> _Task directions_:
If a line below includes the string "dark", copy it.

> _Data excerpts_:
====

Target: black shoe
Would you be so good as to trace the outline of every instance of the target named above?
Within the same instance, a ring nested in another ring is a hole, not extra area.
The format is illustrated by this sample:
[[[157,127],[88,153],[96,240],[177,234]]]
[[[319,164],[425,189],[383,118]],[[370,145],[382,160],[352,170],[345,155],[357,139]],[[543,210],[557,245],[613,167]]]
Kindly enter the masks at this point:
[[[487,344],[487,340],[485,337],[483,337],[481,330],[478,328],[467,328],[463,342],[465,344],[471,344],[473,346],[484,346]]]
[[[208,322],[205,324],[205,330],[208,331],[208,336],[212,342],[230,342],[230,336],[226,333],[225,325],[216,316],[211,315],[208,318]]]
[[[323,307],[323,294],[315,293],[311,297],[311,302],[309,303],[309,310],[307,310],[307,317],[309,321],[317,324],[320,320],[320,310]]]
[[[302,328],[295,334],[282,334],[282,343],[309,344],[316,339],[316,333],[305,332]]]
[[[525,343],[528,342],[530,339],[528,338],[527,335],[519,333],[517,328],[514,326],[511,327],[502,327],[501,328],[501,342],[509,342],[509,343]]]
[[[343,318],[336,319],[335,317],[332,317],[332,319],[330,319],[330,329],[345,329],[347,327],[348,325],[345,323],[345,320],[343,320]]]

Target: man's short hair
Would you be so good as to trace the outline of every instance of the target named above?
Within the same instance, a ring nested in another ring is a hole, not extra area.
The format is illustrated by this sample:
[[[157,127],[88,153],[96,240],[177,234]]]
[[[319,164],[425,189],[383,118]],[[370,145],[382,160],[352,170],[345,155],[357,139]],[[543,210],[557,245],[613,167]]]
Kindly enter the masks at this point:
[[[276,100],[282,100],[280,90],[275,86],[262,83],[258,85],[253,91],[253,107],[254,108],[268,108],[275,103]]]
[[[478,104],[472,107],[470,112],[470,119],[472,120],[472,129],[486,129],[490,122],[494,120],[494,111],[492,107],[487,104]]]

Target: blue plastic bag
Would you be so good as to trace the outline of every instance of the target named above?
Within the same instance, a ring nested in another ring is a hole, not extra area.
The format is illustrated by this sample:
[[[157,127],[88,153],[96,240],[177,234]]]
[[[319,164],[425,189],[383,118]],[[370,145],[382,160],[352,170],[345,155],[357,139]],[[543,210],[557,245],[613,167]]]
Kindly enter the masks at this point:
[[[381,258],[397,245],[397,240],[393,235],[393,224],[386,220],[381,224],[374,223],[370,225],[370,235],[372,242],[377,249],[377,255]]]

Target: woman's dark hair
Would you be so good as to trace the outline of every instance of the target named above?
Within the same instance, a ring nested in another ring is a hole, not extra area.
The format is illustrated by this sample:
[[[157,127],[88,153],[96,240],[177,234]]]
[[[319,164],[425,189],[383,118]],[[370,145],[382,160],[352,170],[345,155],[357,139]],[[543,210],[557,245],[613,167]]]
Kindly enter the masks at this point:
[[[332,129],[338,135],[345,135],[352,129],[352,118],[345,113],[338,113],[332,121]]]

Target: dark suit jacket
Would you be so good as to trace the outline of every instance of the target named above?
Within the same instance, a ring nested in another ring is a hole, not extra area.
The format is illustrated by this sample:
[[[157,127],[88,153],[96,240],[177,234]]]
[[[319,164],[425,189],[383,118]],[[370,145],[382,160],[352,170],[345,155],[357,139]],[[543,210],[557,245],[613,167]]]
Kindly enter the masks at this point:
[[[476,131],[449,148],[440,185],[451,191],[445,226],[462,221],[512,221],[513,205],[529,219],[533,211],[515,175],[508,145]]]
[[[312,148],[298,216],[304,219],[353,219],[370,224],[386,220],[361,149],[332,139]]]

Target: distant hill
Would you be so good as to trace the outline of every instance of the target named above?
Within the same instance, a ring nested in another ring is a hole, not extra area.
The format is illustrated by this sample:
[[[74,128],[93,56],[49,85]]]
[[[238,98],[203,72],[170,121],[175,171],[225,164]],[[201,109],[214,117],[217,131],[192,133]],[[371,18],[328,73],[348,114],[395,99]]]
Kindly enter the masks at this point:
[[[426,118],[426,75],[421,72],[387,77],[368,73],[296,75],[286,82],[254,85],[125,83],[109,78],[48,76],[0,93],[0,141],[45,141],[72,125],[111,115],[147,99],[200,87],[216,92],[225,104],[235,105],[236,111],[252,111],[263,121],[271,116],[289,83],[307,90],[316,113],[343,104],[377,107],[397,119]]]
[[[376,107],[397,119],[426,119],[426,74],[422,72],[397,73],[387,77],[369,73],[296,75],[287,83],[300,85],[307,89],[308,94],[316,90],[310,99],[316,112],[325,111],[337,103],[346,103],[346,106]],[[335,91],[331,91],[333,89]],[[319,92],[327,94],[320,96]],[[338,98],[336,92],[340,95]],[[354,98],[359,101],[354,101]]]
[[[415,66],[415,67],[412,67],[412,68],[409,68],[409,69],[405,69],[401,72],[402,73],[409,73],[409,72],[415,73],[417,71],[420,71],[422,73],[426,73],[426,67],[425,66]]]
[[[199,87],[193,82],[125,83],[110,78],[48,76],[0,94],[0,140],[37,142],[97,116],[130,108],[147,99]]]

====

> _Reply_:
Target: woman's dark hair
Target: dark suit jacket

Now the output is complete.